GIVEN RECORDS START
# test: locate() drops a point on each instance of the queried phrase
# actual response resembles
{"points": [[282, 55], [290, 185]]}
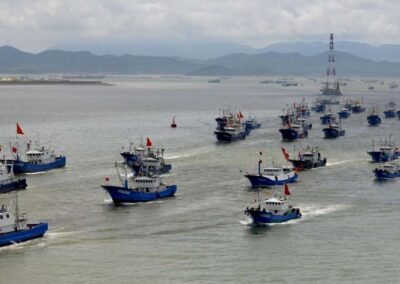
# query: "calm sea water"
{"points": [[350, 227]]}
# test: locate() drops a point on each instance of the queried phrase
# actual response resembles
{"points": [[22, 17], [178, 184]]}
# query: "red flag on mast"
{"points": [[287, 192], [148, 142], [285, 154], [19, 130]]}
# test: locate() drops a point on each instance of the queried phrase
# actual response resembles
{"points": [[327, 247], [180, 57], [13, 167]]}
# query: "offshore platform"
{"points": [[332, 86]]}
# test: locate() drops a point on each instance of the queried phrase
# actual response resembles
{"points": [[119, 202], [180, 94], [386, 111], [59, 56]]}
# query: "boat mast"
{"points": [[15, 198]]}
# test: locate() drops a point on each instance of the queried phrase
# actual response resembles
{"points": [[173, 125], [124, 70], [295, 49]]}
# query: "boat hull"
{"points": [[229, 137], [290, 134], [259, 181], [126, 195], [14, 185], [358, 109], [306, 165], [261, 217], [21, 167], [374, 120], [343, 114], [133, 161], [382, 174], [163, 170], [390, 113], [378, 156], [326, 119], [319, 108], [251, 125], [333, 133], [34, 231]]}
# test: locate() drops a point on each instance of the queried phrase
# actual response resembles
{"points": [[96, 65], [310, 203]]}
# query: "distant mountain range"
{"points": [[15, 61], [207, 50]]}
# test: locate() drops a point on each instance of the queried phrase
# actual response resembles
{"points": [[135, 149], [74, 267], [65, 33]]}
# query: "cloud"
{"points": [[36, 25]]}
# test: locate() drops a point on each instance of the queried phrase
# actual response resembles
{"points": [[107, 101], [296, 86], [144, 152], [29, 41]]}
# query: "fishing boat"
{"points": [[390, 110], [332, 85], [36, 158], [231, 128], [358, 107], [252, 123], [318, 107], [349, 104], [40, 159], [8, 182], [14, 226], [327, 118], [277, 209], [373, 118], [384, 152], [292, 132], [333, 131], [344, 113], [387, 171], [173, 124], [328, 100], [143, 188], [301, 109], [308, 157], [293, 128], [275, 175], [146, 158]]}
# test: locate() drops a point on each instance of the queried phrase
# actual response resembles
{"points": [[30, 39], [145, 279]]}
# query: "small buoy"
{"points": [[173, 124]]}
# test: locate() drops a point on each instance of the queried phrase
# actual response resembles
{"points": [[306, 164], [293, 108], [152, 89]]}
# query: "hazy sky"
GIVEN RECORDS END
EXERCISE OBJECTIVE
The entries above need to be transcribed word for word, and the pictures stay out.

ANSWER SPACE
# test: locate() drops a point on each instance of the queried phrase
# actual response resembles
{"points": [[282, 55], [290, 185]]}
# query: "calm sea water"
{"points": [[350, 227]]}
# test: locate() drops a point on each instance of the queried phrase
# actual response resembles
{"points": [[22, 17], [178, 184]]}
# query: "red flag on mast"
{"points": [[287, 192], [148, 142], [285, 154], [19, 130]]}
# test: locate() drops a point on each instance of the queried phrase
# actual response resembles
{"points": [[327, 247], [180, 57], [13, 167]]}
# query: "offshore platform"
{"points": [[332, 86]]}
# test: locate() drops a point on each instance of the queried phrase
# actual response resembles
{"points": [[119, 202], [180, 94], [386, 111], [59, 56]]}
# query: "boat mast"
{"points": [[15, 198]]}
# test: locate() drops a point on each instance of the queried phrase
# actual response resembles
{"points": [[173, 125], [124, 70], [295, 49]]}
# query: "boat hull"
{"points": [[229, 137], [290, 134], [259, 181], [126, 195], [14, 185], [358, 109], [306, 165], [261, 217], [21, 167], [374, 120], [343, 114], [133, 161], [382, 174], [163, 170], [390, 113], [378, 156], [326, 119], [319, 108], [251, 125], [333, 133], [34, 231]]}
# test: locate() drops a point on each instance of the queried phrase
# actual response resembles
{"points": [[96, 65], [310, 203]]}
# query: "distant mountain range"
{"points": [[15, 61], [207, 50]]}
# test: locate() drops a point on each instance of the queried phrase
# actual response resembles
{"points": [[135, 149], [74, 267], [65, 33]]}
# query: "cloud"
{"points": [[36, 25]]}
# test: locate() drops a point on each instance of the queried phrase
# actual response resembles
{"points": [[107, 101], [296, 86], [144, 152], [29, 41]]}
# query: "fishing boat"
{"points": [[390, 110], [332, 85], [36, 158], [231, 128], [358, 107], [252, 123], [318, 107], [349, 104], [40, 159], [8, 182], [14, 226], [327, 118], [277, 209], [373, 118], [384, 152], [292, 132], [333, 131], [344, 113], [387, 171], [173, 124], [328, 100], [143, 188], [301, 109], [308, 157], [293, 128], [275, 175], [146, 158]]}
# test: locate() drops a point on each instance of the queried phrase
# actual response resembles
{"points": [[30, 39], [145, 279]]}
# query: "small buoy"
{"points": [[173, 124]]}
# test: locate() drops a point on each instance of the queried phrase
# actual response resembles
{"points": [[306, 164], [293, 108], [152, 89]]}
# query: "hazy sky"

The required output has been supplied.